[SUPPLIED PASSAGE — start]

The sex questions are part of a nationwide survey conducted by the Centers for Disease Control and Prevention, and Georgia hasn’t allowed them to be asked in its public schools since the 1990s. Three other states – Louisiana, Utah and Virginia – joined Georgia in opting out of the teen sex survey last year.
But this year participation comes with money attached. For the first time, the federal government has tied completing the questionnaires to $1.8 million in grants for programs aimed at preventing HIV and other sexually transmitted diseases, The Atlanta Journal-Constitution reported.
A spokesman for Gov. Nathan Deal said the governor was uncomfortable about letting the government ask students as young as 12 about whether they use condoms and how many sexual partners they have had.
“Many Georgia parents would object to public schools asking their seventh-grade child these questions, and Governor Deal agrees with them,” Deal spokesman Brian Robinson said. “We don’t think that federal funds for programs should be cut based on the use of these questions, but Governor Deal will refuse federal funds if they come (tied) to policies that run contrary to Georgia values.”

[SUPPLIED PASSAGE — finish]
[DATA FOR ANALYSIS — start]

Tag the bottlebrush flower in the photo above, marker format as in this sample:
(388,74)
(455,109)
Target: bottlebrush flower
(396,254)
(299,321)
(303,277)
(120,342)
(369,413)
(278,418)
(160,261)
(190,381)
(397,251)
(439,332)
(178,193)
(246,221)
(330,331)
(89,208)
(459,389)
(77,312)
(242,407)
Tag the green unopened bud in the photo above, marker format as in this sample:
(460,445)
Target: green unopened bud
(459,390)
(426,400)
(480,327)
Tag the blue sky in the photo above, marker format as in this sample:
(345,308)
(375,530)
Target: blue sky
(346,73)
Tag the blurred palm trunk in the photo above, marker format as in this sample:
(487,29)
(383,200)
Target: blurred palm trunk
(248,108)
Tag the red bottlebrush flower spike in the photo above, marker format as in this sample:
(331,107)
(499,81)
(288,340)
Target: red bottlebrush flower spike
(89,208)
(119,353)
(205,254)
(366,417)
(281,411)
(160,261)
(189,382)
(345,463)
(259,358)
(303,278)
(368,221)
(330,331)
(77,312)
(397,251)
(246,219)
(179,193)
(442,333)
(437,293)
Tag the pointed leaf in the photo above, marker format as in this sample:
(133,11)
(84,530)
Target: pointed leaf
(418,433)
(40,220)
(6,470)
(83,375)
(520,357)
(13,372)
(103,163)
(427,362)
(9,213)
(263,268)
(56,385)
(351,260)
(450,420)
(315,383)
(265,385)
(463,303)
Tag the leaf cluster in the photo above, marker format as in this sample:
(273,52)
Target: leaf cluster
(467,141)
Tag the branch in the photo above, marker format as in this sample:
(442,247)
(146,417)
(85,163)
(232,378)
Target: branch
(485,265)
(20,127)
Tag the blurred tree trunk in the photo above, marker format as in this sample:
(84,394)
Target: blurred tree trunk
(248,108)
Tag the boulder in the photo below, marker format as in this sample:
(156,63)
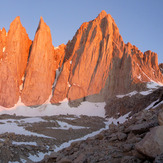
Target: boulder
(152,144)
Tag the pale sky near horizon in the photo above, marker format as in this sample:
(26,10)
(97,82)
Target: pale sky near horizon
(139,22)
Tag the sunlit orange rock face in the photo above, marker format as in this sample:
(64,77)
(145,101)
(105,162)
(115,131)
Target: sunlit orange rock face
(98,62)
(14,50)
(40,72)
(161,67)
(95,65)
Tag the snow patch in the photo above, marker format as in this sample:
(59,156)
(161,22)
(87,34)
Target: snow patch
(38,157)
(24,143)
(12,126)
(151,105)
(121,119)
(66,126)
(129,94)
(86,108)
(153,85)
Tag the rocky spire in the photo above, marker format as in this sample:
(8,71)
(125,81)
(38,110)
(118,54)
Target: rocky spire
(13,62)
(41,68)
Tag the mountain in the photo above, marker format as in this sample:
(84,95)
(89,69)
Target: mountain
(96,65)
(14,51)
(40,72)
(98,62)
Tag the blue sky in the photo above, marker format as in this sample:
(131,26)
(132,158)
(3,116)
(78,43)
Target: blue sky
(140,22)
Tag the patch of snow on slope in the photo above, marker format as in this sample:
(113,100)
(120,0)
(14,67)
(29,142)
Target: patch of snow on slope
(121,119)
(145,92)
(38,157)
(11,126)
(86,108)
(151,105)
(66,126)
(24,143)
(129,94)
(153,85)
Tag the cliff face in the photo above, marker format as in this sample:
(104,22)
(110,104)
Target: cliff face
(95,65)
(40,71)
(14,52)
(98,62)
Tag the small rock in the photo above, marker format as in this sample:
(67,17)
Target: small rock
(159,159)
(152,144)
(121,136)
(130,159)
(127,147)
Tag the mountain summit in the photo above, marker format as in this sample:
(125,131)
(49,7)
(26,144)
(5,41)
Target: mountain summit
(95,65)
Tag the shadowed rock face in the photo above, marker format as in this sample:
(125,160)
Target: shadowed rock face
(14,52)
(98,62)
(41,68)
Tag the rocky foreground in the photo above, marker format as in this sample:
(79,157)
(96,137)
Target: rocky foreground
(28,139)
(138,140)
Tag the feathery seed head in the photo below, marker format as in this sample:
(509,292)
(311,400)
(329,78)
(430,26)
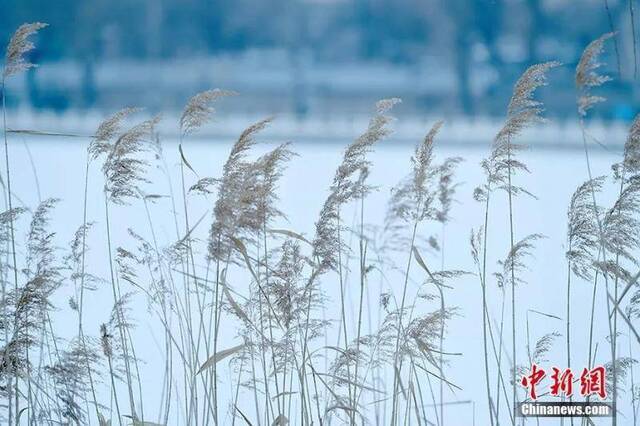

[DATA FOR ANALYSIS — finish]

**PROBLEMS TO WORK ON**
1) In the passage about Georgia's teen sex survey, how much federal grant money is tied to completing the questionnaires this year?
2) Do these statements agree with the passage about Georgia's teen sex survey? Answer yes or no for each, and quote the deciding words. (a) Georgia has not allowed the sex questions in its public schools since the 1990s. (b) Five other states joined Georgia in opting out of the survey last year. (c) Brian Robinson is a spokesman for Governor Deal.
3) Continue the passage about Georgia's teen sex survey from where it stops.
None of the lines above are needed here.

**RESPONSES BY TASK**
1) $1.8 million in grants for programs aimed at preventing HIV and other sexually transmitted diseases.

2)
(a) Yes: "Georgia hasn’t allowed them to be asked in its public schools since the 1990s."
(b) No: "Three other states – Louisiana, Utah and Virginia – joined Georgia in opting out of the teen sex survey last year."
(c) Yes: "Deal spokesman Brian Robinson said."

3)
The CDC survey is sent to students across the nation and asks questions on drug abuse, violence, alcohol use and suicidal behavior as well as sex. Students are instructed not to include their names.
Georgia students have long answered the questions on topics other than sex. Jeff Graham, the executive director of the gay and lesbian advocacy group Georgia Equality, said state officials are being shortsighted by turning down money because they’re squeamish about children answering questions about sex. He noted Georgia reported more than 2,500 newly diagnosed HIV cases in 2011 – the fifth highest total among U.S. states.
“It’s really unconscionable that the Department of Education would decide they wouldn’t even apply for those funds,” Graham said.
The survey asks high school students whether they have ever had a sexual encounter, how many partners they’ve had, whether they use condoms and whether they drank alcohol or used drugs before intercourse. Middle school pupils get a pared-down list that also asks them about condom use and their total number of sexual partners.
“There were some sensitive questions that many districts have not felt comfortable having students answer in the past, and we wanted to ensure we got reliable results,” said Matt Cardoza, a spokesman for Georgia’s Department of Education. “And there has always been concern that students would not take some of those questions seriously.”